Set task A: Translate this sentence from the Family Library thread into Spanish: "We now have Family Sharing, but as far as I can see this doesn't really help."
>> BEGIN Supplied passage
# Family Library - the answer all my problems?



## David J Perry (Oct 30, 2011)

Hmm,

So back in the day, I had this bright idea - that my wife and I would both use my Amazon account, so that all our books would go into one joint library.

Three year's later, the blunt truth of it is, I hate all her books and she hates all mine.  Now, I can't get past the Amazon front page without being bombarded with romantic fiction ads.

I'd much rather separate the books that have all been bought on my account, and move them to her.  That of course is impossible.

We now have Family Sharing, but as far as I can see this doesn't really help.  If I delete the book previously bought on my account, it doesn't stay resident on hers.  It just disappears altogether - I think?

Can anyone think of any solution to this?  Or do I have to put up with endless adverts of 'You had me at hello'..?


----------



## Ann in Arlington (Oct 27, 2008)

You can delete your 'recently viewed'. You may be able to set that it does that automatically . . . . then if she's browsing it'll go away and not show her stuff when you go back.

You can also go into your list of books purchased under "improve your recommendations" and mark the ones that are hers NOT to be used for recommendations.
>> END Supplied passage
>> BEGIN Provided records
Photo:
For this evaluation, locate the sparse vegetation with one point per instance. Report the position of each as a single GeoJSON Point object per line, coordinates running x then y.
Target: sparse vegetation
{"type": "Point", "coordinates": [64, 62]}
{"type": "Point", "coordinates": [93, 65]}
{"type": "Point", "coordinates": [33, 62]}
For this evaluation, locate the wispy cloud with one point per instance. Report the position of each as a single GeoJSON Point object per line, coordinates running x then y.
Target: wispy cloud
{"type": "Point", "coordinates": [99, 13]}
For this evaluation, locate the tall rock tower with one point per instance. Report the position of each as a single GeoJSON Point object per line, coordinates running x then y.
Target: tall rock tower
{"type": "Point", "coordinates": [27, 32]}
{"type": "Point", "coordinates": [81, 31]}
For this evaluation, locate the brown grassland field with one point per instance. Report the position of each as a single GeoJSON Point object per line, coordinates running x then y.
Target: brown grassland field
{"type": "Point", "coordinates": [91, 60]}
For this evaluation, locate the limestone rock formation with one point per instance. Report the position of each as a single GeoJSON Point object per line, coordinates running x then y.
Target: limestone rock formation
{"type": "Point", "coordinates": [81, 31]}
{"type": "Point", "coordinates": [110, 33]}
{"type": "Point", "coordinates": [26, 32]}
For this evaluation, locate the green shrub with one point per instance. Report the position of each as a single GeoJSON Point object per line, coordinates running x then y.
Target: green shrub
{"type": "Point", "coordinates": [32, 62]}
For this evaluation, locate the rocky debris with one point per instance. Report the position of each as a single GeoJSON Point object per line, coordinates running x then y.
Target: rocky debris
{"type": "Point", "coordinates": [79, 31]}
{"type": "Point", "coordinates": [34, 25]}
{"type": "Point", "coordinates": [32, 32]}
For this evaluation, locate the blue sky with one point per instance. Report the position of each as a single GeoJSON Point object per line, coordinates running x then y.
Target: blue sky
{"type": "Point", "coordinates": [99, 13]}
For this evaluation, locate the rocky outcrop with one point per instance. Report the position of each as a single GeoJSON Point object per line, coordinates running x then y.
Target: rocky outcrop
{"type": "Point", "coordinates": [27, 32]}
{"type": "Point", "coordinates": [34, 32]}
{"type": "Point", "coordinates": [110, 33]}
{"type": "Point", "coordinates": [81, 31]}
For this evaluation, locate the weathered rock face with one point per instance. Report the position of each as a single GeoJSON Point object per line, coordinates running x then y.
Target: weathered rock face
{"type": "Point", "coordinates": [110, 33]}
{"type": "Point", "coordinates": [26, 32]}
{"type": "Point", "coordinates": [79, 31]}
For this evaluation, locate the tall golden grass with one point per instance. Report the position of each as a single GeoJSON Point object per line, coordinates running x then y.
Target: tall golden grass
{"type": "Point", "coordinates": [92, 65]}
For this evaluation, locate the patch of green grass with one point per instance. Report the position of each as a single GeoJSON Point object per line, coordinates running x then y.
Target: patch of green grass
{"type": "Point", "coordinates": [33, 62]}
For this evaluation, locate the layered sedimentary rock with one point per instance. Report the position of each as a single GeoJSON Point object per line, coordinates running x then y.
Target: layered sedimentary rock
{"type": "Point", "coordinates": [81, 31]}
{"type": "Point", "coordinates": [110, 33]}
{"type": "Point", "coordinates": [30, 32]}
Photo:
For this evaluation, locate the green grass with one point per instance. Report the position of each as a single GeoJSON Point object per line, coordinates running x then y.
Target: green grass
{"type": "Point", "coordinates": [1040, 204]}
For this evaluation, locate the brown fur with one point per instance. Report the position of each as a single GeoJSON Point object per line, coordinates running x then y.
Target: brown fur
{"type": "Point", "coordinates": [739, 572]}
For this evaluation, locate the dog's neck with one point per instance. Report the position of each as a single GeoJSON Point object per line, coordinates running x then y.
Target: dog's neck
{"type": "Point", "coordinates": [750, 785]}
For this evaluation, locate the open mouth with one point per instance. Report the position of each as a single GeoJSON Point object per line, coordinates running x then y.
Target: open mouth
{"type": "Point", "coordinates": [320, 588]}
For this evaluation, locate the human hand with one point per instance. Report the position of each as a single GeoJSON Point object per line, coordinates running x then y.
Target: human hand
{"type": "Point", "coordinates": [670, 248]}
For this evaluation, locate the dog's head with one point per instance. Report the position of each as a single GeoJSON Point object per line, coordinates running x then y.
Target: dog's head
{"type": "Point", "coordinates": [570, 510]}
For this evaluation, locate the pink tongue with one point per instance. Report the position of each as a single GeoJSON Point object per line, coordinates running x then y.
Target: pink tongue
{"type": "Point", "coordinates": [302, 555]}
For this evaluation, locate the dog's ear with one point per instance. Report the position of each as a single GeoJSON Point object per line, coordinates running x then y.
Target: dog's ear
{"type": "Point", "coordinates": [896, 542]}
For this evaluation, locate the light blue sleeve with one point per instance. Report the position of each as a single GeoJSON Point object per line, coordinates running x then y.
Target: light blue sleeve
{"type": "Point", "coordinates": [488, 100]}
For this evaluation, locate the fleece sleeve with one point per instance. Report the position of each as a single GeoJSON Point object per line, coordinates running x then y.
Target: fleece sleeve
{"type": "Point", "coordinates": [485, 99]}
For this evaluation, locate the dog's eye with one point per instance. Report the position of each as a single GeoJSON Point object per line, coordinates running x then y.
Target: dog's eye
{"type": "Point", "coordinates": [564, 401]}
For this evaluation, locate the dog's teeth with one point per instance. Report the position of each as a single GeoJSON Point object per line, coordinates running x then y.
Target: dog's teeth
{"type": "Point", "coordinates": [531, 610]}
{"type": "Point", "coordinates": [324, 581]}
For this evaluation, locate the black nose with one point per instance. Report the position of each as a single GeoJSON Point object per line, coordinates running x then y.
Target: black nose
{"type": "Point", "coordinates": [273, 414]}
>> END Provided records
Set task B: Reproduce the saved entries from the line containing "For this evaluation, locate the black" through the last line of the entries.

Final result A: Ahora tenemos Family Sharing, pero, por lo que veo, esto realmente no ayuda.

Final result B:
For this evaluation, locate the black nose with one point per instance. Report the position of each as a single GeoJSON Point object per line, coordinates running x then y.
Target: black nose
{"type": "Point", "coordinates": [273, 414]}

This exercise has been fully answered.